Start of DOCUMENT SECTION

Roger Clemens is going have to work out of this jam all by himself.
He can’t be pulled for a reliever. And he can’t just rear back and let loose with a 95 mile-per-hour fastball and try to blow the Feds away.
It’s going to take some finesse and nibbling around the corners. He needs to induce a harmless ground ball, that his lawyers can turn into an inning-ending double play.
Clemens is under Federal indictment. It’s the one thing you don’t want to be under, other than Refrigerator Perry.
The Feds say Clemens lied with his pants on fire back in 2008 when he testified before Congress, saying that he no way, no how, took performance-enhancing drugs (PEDs) as a big league pitcher.
The feds have six counts against Clemens. They say that Clemens, no less than 15 times, made knowingly false statements while under oath on Capitol Hill.
A Federal indictment ought to make the one under indictment soil his or her briefs. It’s a big deal, because lengthy prison time could be in the offing. And indictments aren’t brought lightly; usually the Feds feel they have a pretty good case.
It’s one thing to have a feeling that someone is lying to Congress. It’s quite another for that feeling to become an actual indictment. The Federal government usually only indicts when it thinks it can win, and win convincingly.
Clemens is still sticking to his story. He maintains that it’s not he who is lying, but rather his former trainer, Brian McNamee, who told Congress at the same time that Clemens was testifying that McNamee injected Clemens more than a dozen times with steroids and human growth hormone (HGH) between 1998 and 2001.
McNamee supposedly has syringes, vials, and other physical evidence—including even some of Clemens’s DNA—to support his claims.
Clemens and McNamee have since sued each other for defamation, with Clemens’s claims being essentially dismissed by federal courts. McNamee has a suit pending in federal court in New York.
Former Rep. Tom Davis of Virginia, the top Republican on the House panel at the time of Clemens’ testimony, called it “a self-inflicted wound.”

End of DOCUMENT SECTION
Start of DATASET

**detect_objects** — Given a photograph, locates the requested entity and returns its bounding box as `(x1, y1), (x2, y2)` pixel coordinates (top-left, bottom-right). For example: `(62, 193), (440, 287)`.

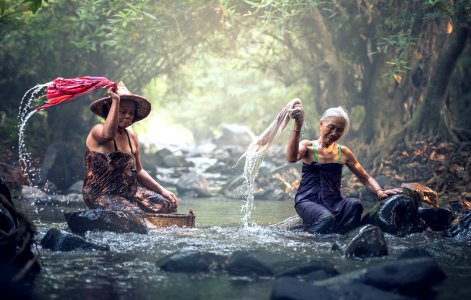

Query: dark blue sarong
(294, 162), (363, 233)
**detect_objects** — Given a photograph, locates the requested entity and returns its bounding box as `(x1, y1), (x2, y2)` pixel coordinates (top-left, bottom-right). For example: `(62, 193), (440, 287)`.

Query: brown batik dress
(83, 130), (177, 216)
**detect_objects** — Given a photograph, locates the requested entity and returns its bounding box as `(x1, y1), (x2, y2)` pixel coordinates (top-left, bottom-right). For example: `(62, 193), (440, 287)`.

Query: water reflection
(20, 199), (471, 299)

End of DATASET
Start of DATASET

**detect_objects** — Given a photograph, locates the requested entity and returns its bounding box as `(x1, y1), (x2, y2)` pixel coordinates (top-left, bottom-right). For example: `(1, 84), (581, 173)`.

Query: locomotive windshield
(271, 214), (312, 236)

End of DATASET
Start of DATASET

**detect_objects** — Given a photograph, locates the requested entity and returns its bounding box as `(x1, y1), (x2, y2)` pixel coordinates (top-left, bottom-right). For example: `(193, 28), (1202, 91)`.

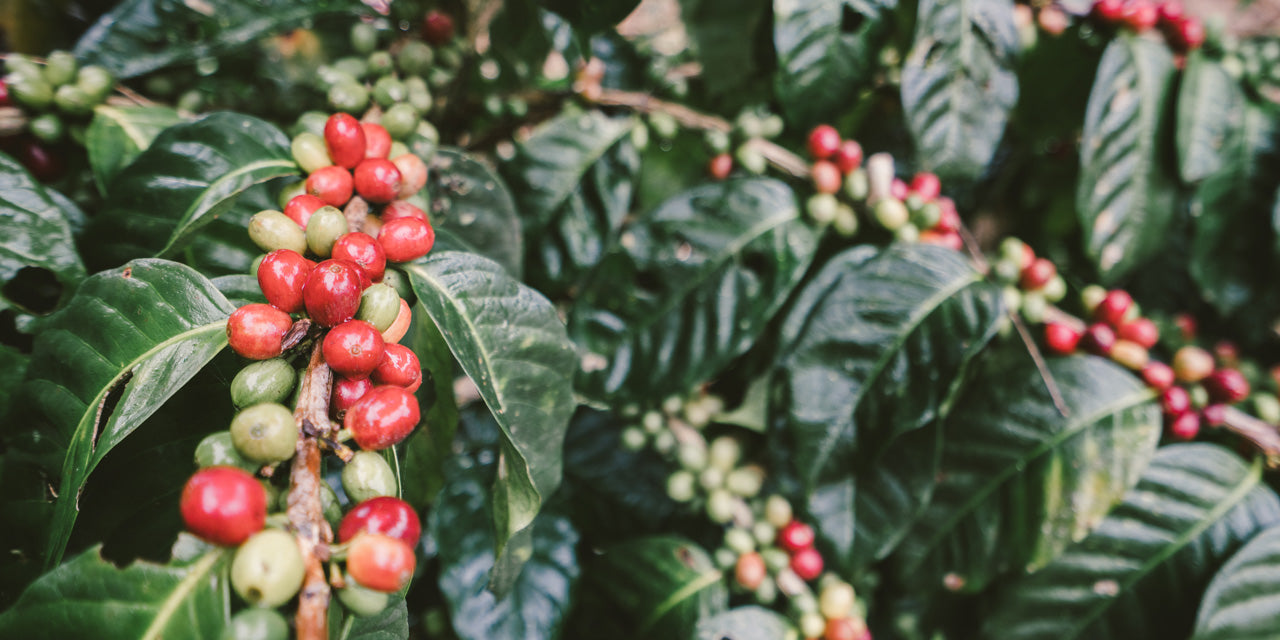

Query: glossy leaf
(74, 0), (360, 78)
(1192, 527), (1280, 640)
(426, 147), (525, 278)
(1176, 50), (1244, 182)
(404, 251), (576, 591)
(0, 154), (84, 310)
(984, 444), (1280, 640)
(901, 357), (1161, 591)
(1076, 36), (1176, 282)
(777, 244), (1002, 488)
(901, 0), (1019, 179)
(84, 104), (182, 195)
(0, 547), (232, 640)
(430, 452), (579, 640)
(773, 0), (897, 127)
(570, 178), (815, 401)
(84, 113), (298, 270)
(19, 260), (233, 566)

End of DATASET

→ **DESCRIPTION OF THE TASK**:
Decide whether each statement below agrees with the piece on Roger Clemens's indictment. For each, answer yes or no and quote the words of the text that decide it.
1. The Feds have brought six counts against Clemens.
2. Federal courts largely upheld Clemens's defamation claims against McNamee.
3. McNamee told Congress that the injections took place between 1998 and 2001.

→ **SOLUTION FOR THIS TASK**:
1. Yes: "The feds have six counts against Clemens."
2. No: "with Clemens’s claims being essentially dismissed by federal courts"
3. Yes: "McNamee injected Clemens more than a dozen times with steroids and human growth hormone (HGH) between 1998 and 2001"